→ **Reading text**
____
Tuesday, March 7, 2006

How to cook a whole fish

Actually, the first question is not "how," but "why." So, why would you cook a whole fish? The same reason you’d cook a whole chicken – when the flesh is cooked on the bone, it tastes juicier and more flavorful. It also allows you to enjoy small fish that would turn out rather dry if filleted before cooking, like Mediterranean sea bass (branzino), and Sea Bream (dorado). Contrary to the belief of most cooks, preparing a whole fish is not a laborious undertaking. Here is how.

Find a good fishmonger that has a reasonable demand for whole fish. Since cooking whole fish isn’t very popular with home cooks, regular supermarkets can’t turn over their supply fast enough and the whole fish they are selling might not be as fresh as their fillets and steaks. How do you know if the fish is fresh? It has bright red gills and no fishy smell. The common wisdom about clear eyes does not always hold. I’ve seen fish with clear eyes that were starting to smell, and I’ve seen fish with slightly cloudy eyes that were still fine. In fact, the fish I cooked this weekend had one completely clear eye and one just barely cloudy eye – I doubt only half of it was fresh :) In fact, it was one of the best striped bass I've ever eaten.

Ask the fishmonger to scale it, gut it, remove the gills, and remove the fins.

Here is where the guts were:


Here is where the gills were:


And here is where the fins were:


Is that cheating? Not at the slightest. You don’t pluck the chickens or butcher cows yourself, do you?

Rinse the fish before cooking (to get rid of any blood that might have accumulated in the package) and dry very well inside and out with paper towels.

Cook the fish according to your recipe. For approximate timing consult the table in the Doneness Guide.

Check the fish for doneness by inserting a knife between the backbone and the top fillet and lifting the fillet slightly off the bone. If the flesh does not want to separate from the bone, cook the fish a few minutes longer and check again. Remember that the fish continues to cook after it’s off the heat, so it should be removed from the heat when a trace of translucency still remains in the center and you encounter a bit of resistance near the backbone bone when you try to lift the fillet.
____
→ **Supplied records**
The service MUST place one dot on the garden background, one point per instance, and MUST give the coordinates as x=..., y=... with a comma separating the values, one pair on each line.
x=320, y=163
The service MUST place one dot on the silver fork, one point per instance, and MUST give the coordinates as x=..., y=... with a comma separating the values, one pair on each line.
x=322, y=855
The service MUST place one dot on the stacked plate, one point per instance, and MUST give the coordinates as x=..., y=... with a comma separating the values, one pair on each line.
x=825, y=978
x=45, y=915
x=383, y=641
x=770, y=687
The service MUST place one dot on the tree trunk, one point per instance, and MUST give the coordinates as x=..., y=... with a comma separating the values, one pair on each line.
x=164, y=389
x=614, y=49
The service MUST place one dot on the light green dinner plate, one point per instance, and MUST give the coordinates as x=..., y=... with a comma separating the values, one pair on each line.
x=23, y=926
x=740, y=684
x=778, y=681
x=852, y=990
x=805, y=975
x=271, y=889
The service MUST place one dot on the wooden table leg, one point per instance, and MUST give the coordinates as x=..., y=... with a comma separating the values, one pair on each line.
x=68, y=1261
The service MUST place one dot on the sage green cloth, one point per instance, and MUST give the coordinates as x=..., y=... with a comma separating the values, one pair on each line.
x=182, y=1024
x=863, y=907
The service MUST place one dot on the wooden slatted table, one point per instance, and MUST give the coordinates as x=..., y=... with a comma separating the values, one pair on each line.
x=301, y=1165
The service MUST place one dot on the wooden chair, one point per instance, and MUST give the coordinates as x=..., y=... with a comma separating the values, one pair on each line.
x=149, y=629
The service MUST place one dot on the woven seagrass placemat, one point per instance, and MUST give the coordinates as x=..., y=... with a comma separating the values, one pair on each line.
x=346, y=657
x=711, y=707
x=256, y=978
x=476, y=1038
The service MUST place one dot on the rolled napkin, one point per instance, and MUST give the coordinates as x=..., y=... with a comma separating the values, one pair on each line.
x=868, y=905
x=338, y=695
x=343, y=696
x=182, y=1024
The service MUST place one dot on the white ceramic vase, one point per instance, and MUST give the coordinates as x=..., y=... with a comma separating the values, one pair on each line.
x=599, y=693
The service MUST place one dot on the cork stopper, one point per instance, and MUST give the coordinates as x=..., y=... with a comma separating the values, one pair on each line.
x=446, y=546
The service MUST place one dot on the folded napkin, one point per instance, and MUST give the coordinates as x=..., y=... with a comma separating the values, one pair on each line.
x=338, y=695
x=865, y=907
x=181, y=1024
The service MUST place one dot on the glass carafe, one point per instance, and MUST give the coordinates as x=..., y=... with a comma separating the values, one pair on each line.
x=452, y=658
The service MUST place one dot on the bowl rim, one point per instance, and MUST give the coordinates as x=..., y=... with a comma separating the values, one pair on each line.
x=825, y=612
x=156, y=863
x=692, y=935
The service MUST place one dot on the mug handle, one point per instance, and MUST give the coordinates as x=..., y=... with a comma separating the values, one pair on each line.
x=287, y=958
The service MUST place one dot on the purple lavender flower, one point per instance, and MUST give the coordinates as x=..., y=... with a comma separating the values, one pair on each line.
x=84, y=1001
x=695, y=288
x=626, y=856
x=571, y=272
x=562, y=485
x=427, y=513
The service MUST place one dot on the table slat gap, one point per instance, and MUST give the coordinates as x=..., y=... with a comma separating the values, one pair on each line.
____
→ **Required action 1**
In the text on cooking a whole fish, what two signs indicate that a fish is fresh?
→ **Required action 2**
Summarize the text on cooking a whole fish in two sentences.
→ **Required action 3**
Reproduce the part of the text on cooking a whole fish between "Rinse the fish" and "with paper towels.", inclusive.

→ **Output 1**
Bright red gills and no fishy smell.

→ **Output 2**
Cooking a fish whole keeps the flesh on the bone juicier and more flavorful and suits small fish like branzino and dorado, and it is not laborious. Buy from a fishmonger with steady demand for whole fish, have it scaled, gutted and cleaned of gills and fins, then rinse and dry it, cook it to your recipe, and test doneness by lifting the top fillet from the backbone, taking it off the heat while a trace of translucency remains.

→ **Output 3**
Rinse the fish before cooking (to get rid of any blood that might have accumulated in the package) and dry very well inside and out with paper towels.